§ Excerpted records
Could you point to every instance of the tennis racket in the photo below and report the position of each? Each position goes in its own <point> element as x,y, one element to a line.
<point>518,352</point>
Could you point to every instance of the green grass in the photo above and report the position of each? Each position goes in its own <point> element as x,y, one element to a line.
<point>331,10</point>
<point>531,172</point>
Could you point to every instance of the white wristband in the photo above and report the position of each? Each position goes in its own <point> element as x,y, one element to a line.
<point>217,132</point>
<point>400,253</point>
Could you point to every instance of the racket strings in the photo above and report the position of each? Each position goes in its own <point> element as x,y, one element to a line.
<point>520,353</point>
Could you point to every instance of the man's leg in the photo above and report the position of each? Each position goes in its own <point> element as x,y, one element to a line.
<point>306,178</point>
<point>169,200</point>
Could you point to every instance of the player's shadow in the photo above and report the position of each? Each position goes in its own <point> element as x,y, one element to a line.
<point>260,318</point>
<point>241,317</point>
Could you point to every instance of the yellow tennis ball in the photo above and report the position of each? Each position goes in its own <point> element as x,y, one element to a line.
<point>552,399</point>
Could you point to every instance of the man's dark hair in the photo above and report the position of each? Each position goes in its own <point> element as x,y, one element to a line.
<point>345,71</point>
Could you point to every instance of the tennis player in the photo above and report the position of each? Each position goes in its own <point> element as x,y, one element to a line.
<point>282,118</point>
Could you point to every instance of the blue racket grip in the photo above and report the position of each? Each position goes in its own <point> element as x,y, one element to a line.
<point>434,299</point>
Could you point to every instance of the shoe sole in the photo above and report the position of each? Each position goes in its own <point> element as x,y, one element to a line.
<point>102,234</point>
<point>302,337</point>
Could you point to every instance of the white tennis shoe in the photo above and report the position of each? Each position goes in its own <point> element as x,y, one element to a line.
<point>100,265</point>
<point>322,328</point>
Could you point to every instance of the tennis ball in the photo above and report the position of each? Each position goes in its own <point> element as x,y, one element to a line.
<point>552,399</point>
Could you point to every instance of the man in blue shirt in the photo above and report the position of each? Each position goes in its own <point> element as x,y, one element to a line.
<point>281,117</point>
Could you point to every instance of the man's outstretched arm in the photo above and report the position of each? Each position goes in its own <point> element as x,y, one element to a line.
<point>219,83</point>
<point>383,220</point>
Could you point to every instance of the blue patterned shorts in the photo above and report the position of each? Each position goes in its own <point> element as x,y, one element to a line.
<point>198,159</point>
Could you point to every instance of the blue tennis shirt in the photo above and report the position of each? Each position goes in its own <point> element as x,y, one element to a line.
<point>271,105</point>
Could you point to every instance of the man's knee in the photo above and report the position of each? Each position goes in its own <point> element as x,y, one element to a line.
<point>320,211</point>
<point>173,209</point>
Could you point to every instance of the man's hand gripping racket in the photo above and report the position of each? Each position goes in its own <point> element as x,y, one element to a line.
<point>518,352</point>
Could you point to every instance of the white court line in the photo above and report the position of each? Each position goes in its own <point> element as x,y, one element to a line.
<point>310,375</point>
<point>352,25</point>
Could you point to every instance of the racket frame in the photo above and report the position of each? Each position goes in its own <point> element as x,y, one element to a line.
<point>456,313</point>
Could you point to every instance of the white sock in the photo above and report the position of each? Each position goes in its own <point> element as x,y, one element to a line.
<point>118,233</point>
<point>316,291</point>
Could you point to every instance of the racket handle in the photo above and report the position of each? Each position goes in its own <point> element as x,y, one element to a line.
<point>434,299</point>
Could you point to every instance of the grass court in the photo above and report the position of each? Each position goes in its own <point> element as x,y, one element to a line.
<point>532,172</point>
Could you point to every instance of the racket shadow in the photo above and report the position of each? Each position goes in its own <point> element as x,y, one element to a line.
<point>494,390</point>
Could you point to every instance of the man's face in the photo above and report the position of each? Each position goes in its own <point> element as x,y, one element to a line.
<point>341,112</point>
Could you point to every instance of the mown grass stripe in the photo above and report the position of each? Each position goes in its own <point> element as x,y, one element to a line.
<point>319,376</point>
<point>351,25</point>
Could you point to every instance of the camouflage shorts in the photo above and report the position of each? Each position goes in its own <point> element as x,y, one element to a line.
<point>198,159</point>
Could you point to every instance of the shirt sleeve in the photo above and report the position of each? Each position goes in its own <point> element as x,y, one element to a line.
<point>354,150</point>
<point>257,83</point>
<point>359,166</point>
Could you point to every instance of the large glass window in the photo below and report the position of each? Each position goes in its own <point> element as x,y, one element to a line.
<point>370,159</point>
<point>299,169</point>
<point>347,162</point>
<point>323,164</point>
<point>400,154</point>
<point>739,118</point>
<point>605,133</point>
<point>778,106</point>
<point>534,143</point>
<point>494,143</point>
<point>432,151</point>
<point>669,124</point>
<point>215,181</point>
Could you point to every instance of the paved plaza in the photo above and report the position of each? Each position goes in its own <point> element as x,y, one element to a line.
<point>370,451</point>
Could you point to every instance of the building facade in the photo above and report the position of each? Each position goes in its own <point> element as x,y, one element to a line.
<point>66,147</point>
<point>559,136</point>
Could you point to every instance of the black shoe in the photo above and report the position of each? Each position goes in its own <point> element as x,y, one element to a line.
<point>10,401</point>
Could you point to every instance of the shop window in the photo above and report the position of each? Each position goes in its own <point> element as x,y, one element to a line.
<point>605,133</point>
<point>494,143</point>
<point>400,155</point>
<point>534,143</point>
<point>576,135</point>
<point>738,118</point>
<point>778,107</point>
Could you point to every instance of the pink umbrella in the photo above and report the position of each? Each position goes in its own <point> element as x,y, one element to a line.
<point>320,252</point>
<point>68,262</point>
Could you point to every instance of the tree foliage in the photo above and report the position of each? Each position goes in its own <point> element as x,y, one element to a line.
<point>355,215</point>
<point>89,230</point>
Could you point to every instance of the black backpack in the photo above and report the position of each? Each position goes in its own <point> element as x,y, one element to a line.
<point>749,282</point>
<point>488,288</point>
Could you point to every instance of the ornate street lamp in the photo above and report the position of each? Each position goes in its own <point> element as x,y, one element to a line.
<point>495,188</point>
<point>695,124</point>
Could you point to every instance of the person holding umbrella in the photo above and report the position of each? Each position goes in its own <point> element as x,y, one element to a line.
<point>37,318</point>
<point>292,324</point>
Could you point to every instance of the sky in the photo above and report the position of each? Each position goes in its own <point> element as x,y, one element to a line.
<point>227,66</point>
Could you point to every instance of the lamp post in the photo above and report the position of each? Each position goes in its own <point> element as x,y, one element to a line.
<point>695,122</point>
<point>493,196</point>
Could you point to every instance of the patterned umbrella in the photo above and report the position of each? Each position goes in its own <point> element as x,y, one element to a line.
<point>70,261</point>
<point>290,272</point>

§ What is expected
Please restate the material above, word for word and in full.

§ Written reply
Could you point to every instance of the tennis racket in the photo below and report the position of each? Each position goes in its own <point> element as x,y, one element to a line.
<point>518,352</point>
Could you point to every instance of the green grass in the photo above and report the position of each? Each position goes in its own <point> element as x,y, one element to a line.
<point>331,10</point>
<point>531,172</point>
Could you point to every instance of the white wristband in the photo above and report the position of each? Each position goes in its own <point> element as x,y, one element to a line.
<point>217,132</point>
<point>400,253</point>
Could you point to every instance of the racket strings in the photo above and report the position of each? Each position goes in its own <point> element as x,y, one element to a line.
<point>520,353</point>
Could you point to every instance of the man's leg in the photo above and report the position of each? Each position goes in its own <point> element as x,y, one element to a line.
<point>306,178</point>
<point>169,200</point>
Could you point to every instance of the player's shadow in the photo above and report the position of each? Each position goes in its own <point> element as x,y, one element to a line.
<point>260,318</point>
<point>241,317</point>
Could you point to every instance of the yellow tennis ball in the photo above and report the position of each? Each position goes in its own <point> element as x,y, one element to a line.
<point>552,399</point>
Could you point to every instance of the man's dark hair in the photo above and report the position of each? Each position goes in its own <point> element as x,y, one element to a line.
<point>345,71</point>
Could you point to every instance of the tennis player in the photo above and report the position of each? Each position goes in its own <point> element as x,y, one element to a line.
<point>282,118</point>
Could you point to every instance of the blue racket grip in the photo above and report the position of each? Each position goes in its own <point> element as x,y, one element to a line.
<point>434,299</point>
Could you point to every instance of the shoe sole in the photo above and report the position of each? Each position goes in its own <point> element as x,y, one element to a line.
<point>102,234</point>
<point>302,337</point>
Could you point to every instance of the white tennis shoe in the photo above and report the position of each? Each position goes in its own <point> element as x,y, one element to a line.
<point>100,265</point>
<point>322,328</point>
Could you point to every instance of the tennis ball in the photo above and report the position of each? Each position goes in its own <point> element as x,y, one element to a line.
<point>552,399</point>
Could you point to every instance of the man in blue shirt in the photo above and report the position of each? Each position goes in its own <point> element as x,y, one element to a line.
<point>281,117</point>
Could you point to every instance of the man's outstretched arm in the photo above and report the position of each? Each position goes in its own <point> element as x,y, one element to a line.
<point>219,83</point>
<point>383,220</point>
Could you point to every instance of the blue patterned shorts in the photo above and report the position of each? Each position goes in its own <point> element as x,y, one element to a line.
<point>198,159</point>
Could you point to every instance of the blue tennis shirt in the photo above and report the position of each? Each position goes in its own <point> element as x,y, one element to a line.
<point>271,105</point>
Could you point to every instance of the man's knee in the photo above and report the position of each? Each position goes in its own <point> element as x,y, one element to a line.
<point>320,211</point>
<point>173,209</point>
Could you point to every instance of the man's hand gripping racket in the photo above and report the position of each? Each position goes in its own <point> element as x,y, one element to a line.
<point>518,352</point>
Could you point to every instance of the white court line in the photo above and report the position of each? Each position goes in its own <point> element as x,y, one element to a line.
<point>310,375</point>
<point>352,25</point>
Could you point to every instance of the racket frame in the photo above and report the position of each? Each position goes in its own <point> element as x,y, one element to a line.
<point>456,313</point>
Could you point to every instance of the white sock in the photo above and report the position of each? Each position goes in its own <point> element as x,y, one element to a line.
<point>118,233</point>
<point>316,291</point>
Could you point to every instance of the racket handle in the photo above and report the position of each? Each position goes in its own <point> element as x,y, one element to a line.
<point>434,299</point>
Could you point to every instance of the grass court in the photo above and report the position of each? Each position goes in its own <point> element as x,y, one element to a line.
<point>532,172</point>
Could you point to every instance of the racket shadow in the photo above and report the position of each? Each position goes in its own <point> element as x,y, one element to a line.
<point>494,390</point>
Could you point to every instance of the man's face in the photo above and report the position of each? Each position goes in its own <point> element as x,y, one element to a line.
<point>341,112</point>
Could you point to every instance of the mown grass stripe in the photo above and report the position of each? Each position goes in its own <point> element as x,y, one element to a line.
<point>319,376</point>
<point>351,25</point>
Could you point to every instance of the camouflage shorts in the photo above and report the position of each? Each position goes in its own <point> element as x,y, one element to a line.
<point>198,159</point>
Could you point to every instance of the shirt sleeve in the photo above and report the position of each? Each position goes in its own <point> element as x,y, one element to a line.
<point>354,150</point>
<point>257,83</point>
<point>359,166</point>
Could you point to every instance of the large glass window in the photo below and report the position of each? Each position goes in its own <point> element as x,y, one element to a line.
<point>370,159</point>
<point>299,169</point>
<point>347,162</point>
<point>323,164</point>
<point>400,154</point>
<point>739,118</point>
<point>605,133</point>
<point>778,106</point>
<point>534,143</point>
<point>494,143</point>
<point>432,151</point>
<point>669,124</point>
<point>215,181</point>
Could you point to every instance of the paved plaza in the photo above and report the position of each? Each position goes in its own <point> element as x,y, one element to a line.
<point>370,451</point>
Could you point to every instance of the building facade in the photo above and report the position of each? Each position goes in its own <point> element as x,y, one element to a line.
<point>66,147</point>
<point>559,136</point>
Could you point to every instance of the black shoe in the photo above and report the position of each? Each position goes in its own <point> element as x,y, one element to a line.
<point>10,401</point>
Could you point to every instance of the shop window in the photo above and report the position of each? Each position goes in its own <point> element as x,y, one element to a line.
<point>605,133</point>
<point>494,143</point>
<point>400,155</point>
<point>534,143</point>
<point>576,135</point>
<point>738,118</point>
<point>778,107</point>
Could you point to every instance of the pink umbrella in the photo above and report the position of each? Each position goes in its own <point> element as x,y, one element to a line.
<point>320,252</point>
<point>68,262</point>
Could you point to every instance of the tree foliage in the photo above and report the position of each? Each position goes in its own <point> element as x,y, one element to a line.
<point>355,215</point>
<point>89,230</point>
Could you point to every instance of the black backpack in the photo above and report the position of each? Each position goes in its own <point> element as x,y, one element to a line.
<point>749,282</point>
<point>488,288</point>
Could you point to every instance of the ornate street lamp in the photo above and report the position of each? Each position goes in its own <point> element as x,y, one element to a line.
<point>495,188</point>
<point>695,124</point>
Could you point to every instance of the person holding umbrella in the photo above and report the position of each? Each position goes in its own <point> element as x,y, one element to a line.
<point>37,318</point>
<point>292,324</point>
Could you point to every instance of the sky in the photo above and report the position of each? Each position goes in its own <point> element as x,y, one element to a line.
<point>227,66</point>
Could you point to every instance of the lamp post in the photo above and report the position of each? Each position goes in its own <point> element as x,y, one element to a line.
<point>695,122</point>
<point>493,196</point>
Could you point to every instance of the patterned umbrella in the photo above and report the position of each? Each position goes in its own <point> element as x,y, one element to a line.
<point>70,261</point>
<point>290,272</point>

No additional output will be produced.